Gelesenes anwenden:
a – Beantworte zum Textauszug diese Fragen:
(i) Wie viel Euro im Monat sind laut Doris Pfeiffer pro Hartz-IV-Bezieher im Schnitt nötig?
(ii) Welchen Bruttoumsatz erzielte Sovaldi in seinem ersten Jahr?
(iii) Wie nennt man solche Preise in der Branche?
b – Schreib den Textauszug von „Als Grund für“ bis einschließlich „im Monat nötig.“ ab und setze dabei „durchschnittlich“ an die Stelle von „im Schnitt“.

Textauszug:
Als Grund für die Beitragssteigerungen nannte Doris Pfeiffer steigende Ausgaben. So bekämen die Kassen zu wenig Geld für Hartz-IV-Bezieher. Statt 90 Euro seien hier im Schnitt 136 Euro pauschal im Monat nötig.

Steigende Ausgaben werden seit Jahren auch bei den Arzneimitteln beklagt, unterstützt von der pharmafreundlichen Gesetzgebung der Bundesregierung. Sie lehnte eine Nutzenprüfung für lange auf dem Markt befindliche Medikamente ab, Überflüssiges wird weiter verordnet. Auch die viel kritisierte Festlegung des Einstiegspreises für ein Arzneimittel durch den Hersteller selbst will das Gesundheitsressort unter dem christdemokratischen Minister Hermann Gröhe beibehalten. Diese Praxis missfällt dem Vizechef des Kassen-Spitzenverbandes, Johann-Magnus von Stackelberg. Er wies kürzlich auf die sagenhaften Bruttoumsätze mehrerer Arzneimittel in deren erstem Jahr hin: Harvoni gegen Hepatitis C erzielte 783 Millionen Euro, Sovaldi ebenfalls gegen Hepatitis C 495 Millionen und Tecfidera gegen Multiple Sklerose 326 Millionen Euro. Mondpreise nennt man das in der Branche.

Rohdaten:
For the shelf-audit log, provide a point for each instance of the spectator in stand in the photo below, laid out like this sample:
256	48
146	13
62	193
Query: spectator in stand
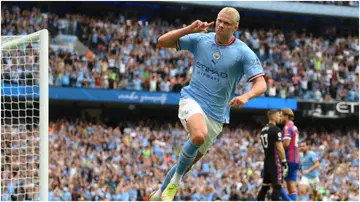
299	64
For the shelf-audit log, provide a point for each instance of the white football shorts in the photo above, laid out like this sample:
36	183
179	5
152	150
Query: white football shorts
189	107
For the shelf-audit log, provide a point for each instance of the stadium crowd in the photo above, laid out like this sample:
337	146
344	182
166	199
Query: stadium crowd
338	3
124	56
92	161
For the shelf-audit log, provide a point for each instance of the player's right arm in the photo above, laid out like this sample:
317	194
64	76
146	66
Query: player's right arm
170	39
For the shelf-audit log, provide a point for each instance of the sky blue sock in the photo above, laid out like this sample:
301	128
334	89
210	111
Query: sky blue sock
293	196
284	195
187	156
169	175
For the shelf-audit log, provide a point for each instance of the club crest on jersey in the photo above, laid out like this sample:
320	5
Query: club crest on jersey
216	55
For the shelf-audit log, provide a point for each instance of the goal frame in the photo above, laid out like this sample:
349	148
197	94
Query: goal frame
43	37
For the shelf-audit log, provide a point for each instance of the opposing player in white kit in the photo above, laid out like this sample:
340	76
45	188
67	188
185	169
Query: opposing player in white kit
220	61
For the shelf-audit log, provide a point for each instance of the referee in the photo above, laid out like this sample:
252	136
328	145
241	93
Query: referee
275	166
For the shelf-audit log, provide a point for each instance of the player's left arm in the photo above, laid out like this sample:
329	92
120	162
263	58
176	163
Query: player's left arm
255	74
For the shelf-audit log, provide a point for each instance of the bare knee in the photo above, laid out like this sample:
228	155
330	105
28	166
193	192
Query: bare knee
197	128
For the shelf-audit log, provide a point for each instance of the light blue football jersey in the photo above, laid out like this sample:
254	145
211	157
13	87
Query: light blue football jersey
307	161
217	69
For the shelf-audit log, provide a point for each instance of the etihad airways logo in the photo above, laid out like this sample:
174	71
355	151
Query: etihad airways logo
205	70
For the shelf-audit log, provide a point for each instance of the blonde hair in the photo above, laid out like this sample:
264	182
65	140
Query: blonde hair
233	12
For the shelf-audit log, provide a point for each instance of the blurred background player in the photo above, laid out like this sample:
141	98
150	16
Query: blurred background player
310	179
204	104
275	166
290	141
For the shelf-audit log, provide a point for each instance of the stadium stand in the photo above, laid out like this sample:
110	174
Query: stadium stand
94	161
296	64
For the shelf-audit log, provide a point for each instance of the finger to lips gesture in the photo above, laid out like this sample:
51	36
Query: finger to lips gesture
200	26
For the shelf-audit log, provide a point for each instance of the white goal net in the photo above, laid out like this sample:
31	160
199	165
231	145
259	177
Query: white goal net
24	117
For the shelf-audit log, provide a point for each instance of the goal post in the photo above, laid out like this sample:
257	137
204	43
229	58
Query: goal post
25	116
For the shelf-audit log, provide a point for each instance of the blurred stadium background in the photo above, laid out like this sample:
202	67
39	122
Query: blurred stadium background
113	130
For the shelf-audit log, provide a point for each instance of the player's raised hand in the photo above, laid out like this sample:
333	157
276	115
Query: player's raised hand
239	101
199	26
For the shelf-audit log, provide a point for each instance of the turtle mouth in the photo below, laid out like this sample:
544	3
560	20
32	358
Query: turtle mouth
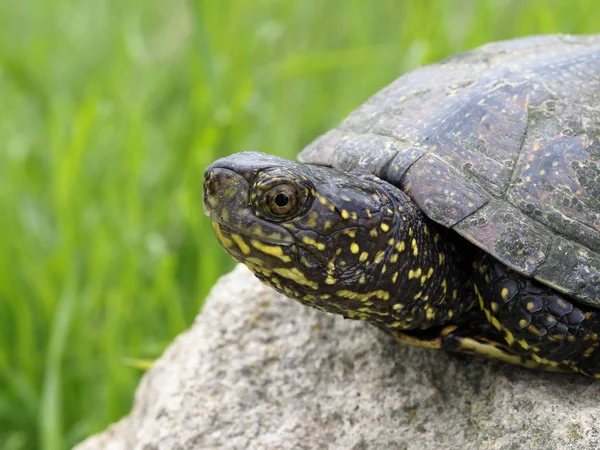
261	236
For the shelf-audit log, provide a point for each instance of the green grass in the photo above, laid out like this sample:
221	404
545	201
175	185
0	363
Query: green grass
111	110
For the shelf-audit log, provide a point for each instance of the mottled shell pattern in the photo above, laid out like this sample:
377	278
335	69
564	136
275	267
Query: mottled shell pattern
500	144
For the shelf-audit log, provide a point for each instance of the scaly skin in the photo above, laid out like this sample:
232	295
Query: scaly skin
354	245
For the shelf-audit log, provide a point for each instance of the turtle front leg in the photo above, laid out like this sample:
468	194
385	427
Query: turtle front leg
537	322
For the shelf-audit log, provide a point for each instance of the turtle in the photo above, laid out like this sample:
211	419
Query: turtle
457	209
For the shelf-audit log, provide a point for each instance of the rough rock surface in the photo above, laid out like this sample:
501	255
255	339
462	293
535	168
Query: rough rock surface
260	371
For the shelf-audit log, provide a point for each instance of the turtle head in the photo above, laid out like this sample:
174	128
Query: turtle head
325	237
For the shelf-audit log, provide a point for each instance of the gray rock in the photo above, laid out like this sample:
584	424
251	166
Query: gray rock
260	371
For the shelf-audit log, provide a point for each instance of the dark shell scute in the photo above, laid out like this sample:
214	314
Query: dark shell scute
513	238
500	143
448	200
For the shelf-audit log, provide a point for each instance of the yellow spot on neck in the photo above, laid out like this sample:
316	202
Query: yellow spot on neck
380	294
270	250
222	239
295	275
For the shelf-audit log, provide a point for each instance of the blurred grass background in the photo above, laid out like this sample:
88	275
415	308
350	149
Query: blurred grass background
111	110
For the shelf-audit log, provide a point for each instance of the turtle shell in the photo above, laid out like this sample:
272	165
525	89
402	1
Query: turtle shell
501	144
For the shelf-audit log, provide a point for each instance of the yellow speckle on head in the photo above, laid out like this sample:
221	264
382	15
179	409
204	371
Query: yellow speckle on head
312	219
496	324
241	244
379	256
414	247
308	241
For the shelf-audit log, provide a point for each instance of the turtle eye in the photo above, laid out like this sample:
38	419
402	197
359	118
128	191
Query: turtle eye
282	200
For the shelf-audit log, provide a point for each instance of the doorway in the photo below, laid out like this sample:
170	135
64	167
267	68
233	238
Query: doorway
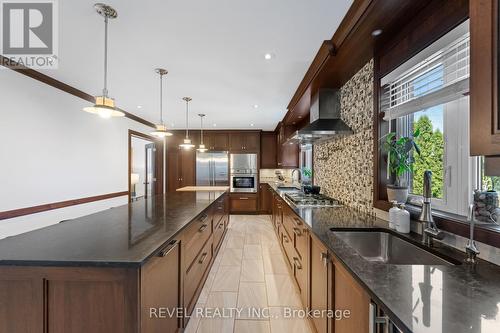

Lösungen:
a –
(i) 136 Euro
(ii) 495 Millionen Euro
(iii) Mondpreise

b –
Als Grund für die Beitragssteigerungen nannte Doris Pfeiffer steigende Ausgaben. So bekämen die Kassen zu wenig Geld für Hartz-IV-Bezieher. Statt 90 Euro seien hier durchschnittlich 136 Euro pauschal im Monat nötig.